SHORT EXERCISE
All of the data should be output character for character, except the pictures.

INPUT
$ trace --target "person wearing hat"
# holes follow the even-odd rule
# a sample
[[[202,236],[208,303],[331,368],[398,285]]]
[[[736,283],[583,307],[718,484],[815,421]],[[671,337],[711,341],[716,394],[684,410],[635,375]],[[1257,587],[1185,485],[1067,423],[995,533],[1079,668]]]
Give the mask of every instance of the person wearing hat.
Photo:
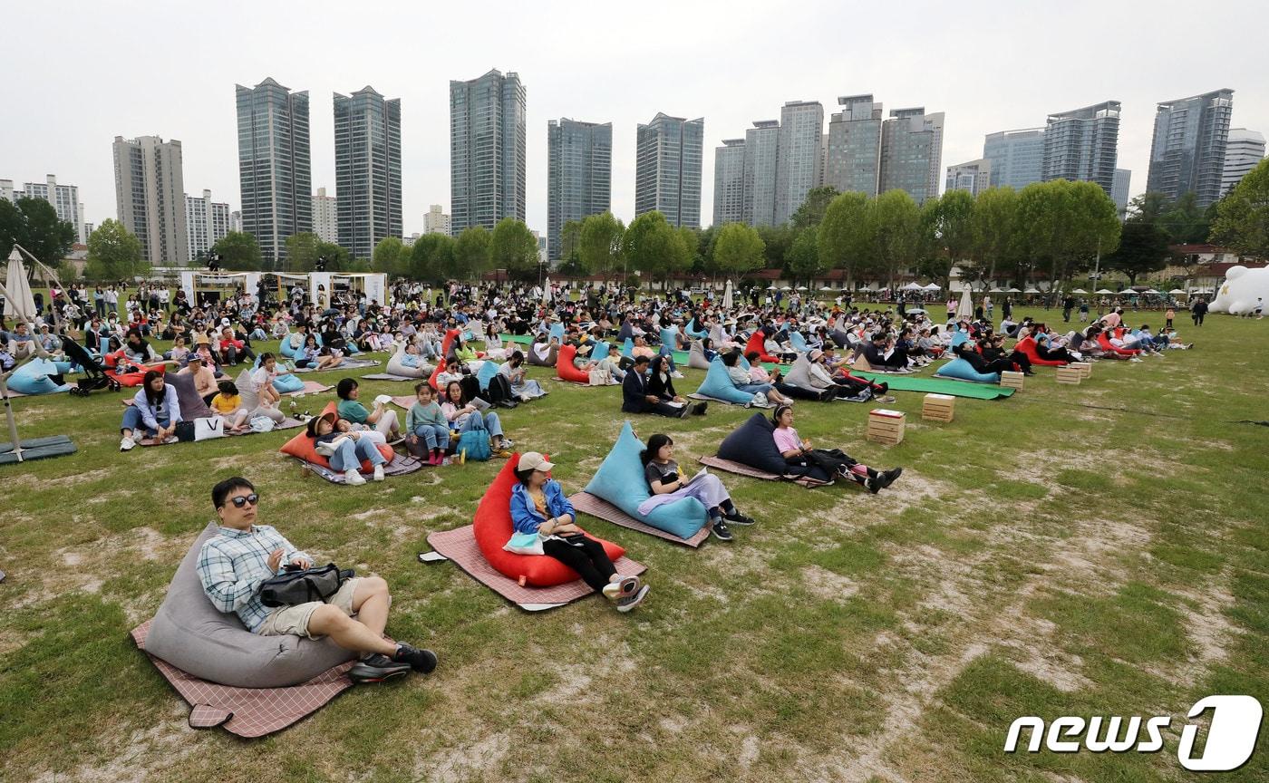
[[[650,588],[638,576],[619,575],[604,546],[574,524],[577,511],[560,482],[551,478],[555,467],[538,452],[520,454],[515,466],[519,484],[511,487],[514,533],[508,543],[519,546],[523,537],[537,534],[542,555],[576,571],[591,590],[614,602],[618,612],[629,612],[643,603]]]

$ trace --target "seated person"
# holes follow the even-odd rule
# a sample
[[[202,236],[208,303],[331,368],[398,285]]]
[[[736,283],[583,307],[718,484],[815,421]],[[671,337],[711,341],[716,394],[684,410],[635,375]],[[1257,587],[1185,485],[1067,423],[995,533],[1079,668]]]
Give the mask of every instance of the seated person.
[[[679,463],[674,461],[674,440],[657,433],[647,439],[647,447],[640,452],[643,463],[643,477],[652,490],[652,496],[638,506],[640,514],[650,514],[652,509],[680,497],[695,497],[709,513],[711,530],[720,541],[733,537],[727,523],[750,525],[754,520],[740,513],[732,503],[727,487],[713,473],[698,478],[684,478]]]
[[[265,607],[261,582],[287,566],[307,569],[312,557],[274,528],[255,524],[259,503],[246,478],[235,476],[212,487],[220,530],[199,552],[198,577],[217,609],[236,613],[247,631],[260,636],[329,636],[340,647],[360,652],[360,660],[348,673],[358,683],[377,683],[411,669],[426,674],[437,668],[437,655],[430,650],[385,638],[392,599],[379,576],[354,576],[325,602]]]
[[[365,410],[365,406],[357,400],[360,396],[357,381],[353,378],[340,378],[339,385],[335,387],[335,393],[339,396],[339,405],[336,407],[339,409],[340,419],[359,425],[360,429],[374,429],[392,443],[401,439],[396,411],[390,410],[383,402],[376,402],[374,410]]]
[[[775,439],[775,448],[780,451],[780,456],[784,457],[784,462],[789,466],[819,466],[830,476],[850,478],[874,495],[893,484],[904,472],[901,467],[883,473],[877,472],[867,464],[855,462],[841,449],[821,451],[812,448],[811,439],[799,438],[797,430],[793,429],[793,409],[787,405],[777,407],[772,420],[775,423],[775,430],[772,433],[772,438]]]
[[[576,571],[595,593],[617,603],[618,612],[629,612],[643,603],[650,588],[638,576],[621,576],[604,546],[586,536],[574,522],[577,513],[563,495],[560,482],[548,472],[555,468],[537,452],[520,454],[511,487],[511,527],[516,534],[536,533],[542,553]]]
[[[133,434],[140,426],[146,428],[146,435],[150,438],[175,443],[176,424],[180,421],[176,387],[164,383],[162,373],[157,369],[146,371],[141,388],[132,397],[132,405],[123,411],[123,424],[119,425],[123,438],[119,440],[119,451],[131,451],[137,444]]]
[[[367,459],[374,466],[374,481],[383,481],[387,459],[378,449],[385,439],[382,433],[353,429],[346,419],[326,414],[308,420],[308,437],[315,442],[315,451],[330,462],[331,470],[344,473],[345,484],[365,484],[359,468]]]

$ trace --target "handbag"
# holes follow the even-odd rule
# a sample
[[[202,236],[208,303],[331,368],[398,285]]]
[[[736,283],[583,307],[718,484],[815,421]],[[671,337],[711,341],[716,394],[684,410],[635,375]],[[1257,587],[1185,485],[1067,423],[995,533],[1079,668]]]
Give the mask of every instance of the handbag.
[[[321,567],[298,569],[287,566],[287,571],[272,576],[260,585],[260,603],[265,607],[294,607],[310,602],[327,602],[339,593],[345,580],[357,576],[352,569],[340,571],[329,562]]]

FINAL RESULT
$ trace --target "person wearing hat"
# holes follow the even-odd rule
# a sample
[[[202,236],[208,303],[331,368],[398,285]]]
[[[736,283],[583,307],[718,484],[815,421]],[[671,337],[711,341],[716,394],[684,410],[635,375]],[[1257,587],[1185,485],[1067,423],[995,533],[1079,668]]]
Give the mask of every instance of the person wearing hat.
Photo:
[[[650,588],[638,576],[619,575],[604,546],[574,524],[577,511],[560,482],[551,478],[555,467],[538,452],[520,454],[515,466],[519,484],[511,487],[514,533],[508,543],[519,546],[523,537],[537,534],[542,555],[576,571],[591,590],[614,602],[618,612],[629,612],[643,603]]]

$ trace --target "seated person"
# holes follow the even-odd rule
# a sample
[[[202,236],[208,303],[331,368],[398,285]]]
[[[736,283],[583,307],[718,484],[815,421]],[[671,337],[711,341],[716,394],[684,410],[635,375]],[[1257,587],[1185,485],[1067,423],[995,533],[1079,668]]]
Give the mask of every instance of the seated person.
[[[679,463],[674,461],[674,440],[657,433],[647,439],[647,447],[640,452],[643,463],[643,477],[652,490],[652,496],[638,506],[640,514],[650,514],[652,509],[680,497],[695,497],[709,513],[711,530],[720,541],[733,537],[727,523],[750,525],[754,520],[740,513],[732,503],[727,487],[713,473],[698,478],[684,478]]]
[[[265,607],[261,582],[287,566],[307,569],[312,557],[274,528],[255,524],[259,503],[246,478],[235,476],[212,487],[220,530],[199,552],[198,577],[217,609],[236,613],[247,631],[260,636],[329,636],[340,647],[360,652],[360,660],[348,673],[358,683],[377,683],[411,669],[426,674],[437,668],[437,655],[430,650],[385,638],[392,599],[379,576],[354,576],[325,602]]]
[[[365,410],[365,406],[357,400],[360,396],[357,381],[353,378],[340,378],[339,385],[335,387],[335,393],[339,396],[339,405],[336,407],[339,409],[340,419],[359,425],[360,429],[374,429],[392,443],[401,439],[396,411],[390,410],[383,402],[376,402],[374,410]]]
[[[775,439],[775,448],[780,451],[780,456],[784,457],[784,462],[789,466],[819,466],[830,476],[850,478],[874,495],[893,484],[904,472],[901,467],[883,473],[877,472],[867,464],[855,462],[841,449],[821,451],[812,448],[811,439],[799,438],[797,430],[793,429],[793,409],[787,405],[777,407],[772,420],[775,423],[775,430],[772,433],[772,438]]]
[[[576,571],[595,593],[617,603],[618,612],[629,612],[643,603],[650,588],[638,576],[621,576],[604,546],[586,536],[574,522],[577,513],[563,495],[560,482],[548,472],[555,468],[537,452],[520,454],[511,487],[511,527],[516,534],[536,533],[542,553]]]
[[[133,434],[140,426],[146,428],[146,435],[150,438],[175,443],[176,424],[180,421],[176,387],[164,383],[162,373],[157,369],[146,371],[141,388],[132,397],[132,405],[123,411],[123,424],[119,425],[123,438],[119,440],[119,451],[131,451],[137,444]]]
[[[367,459],[374,466],[374,481],[383,481],[387,459],[378,449],[385,439],[382,433],[353,429],[346,419],[326,414],[308,420],[308,437],[315,442],[315,451],[330,462],[331,470],[344,473],[345,484],[365,484],[359,468]]]

$ trace --target "handbag"
# holes follow the even-odd rule
# a sample
[[[202,236],[208,303],[331,368],[398,285]]]
[[[736,283],[583,307],[718,484],[815,421]],[[671,337],[711,341],[716,394],[684,410],[635,375]],[[1257,587],[1185,485],[1067,423],[995,533],[1079,668]]]
Give the mask of every instance of the handbag.
[[[321,567],[298,569],[287,566],[287,571],[272,576],[260,585],[260,603],[265,607],[294,607],[310,602],[327,602],[339,593],[345,580],[357,576],[352,569],[340,571],[329,562]]]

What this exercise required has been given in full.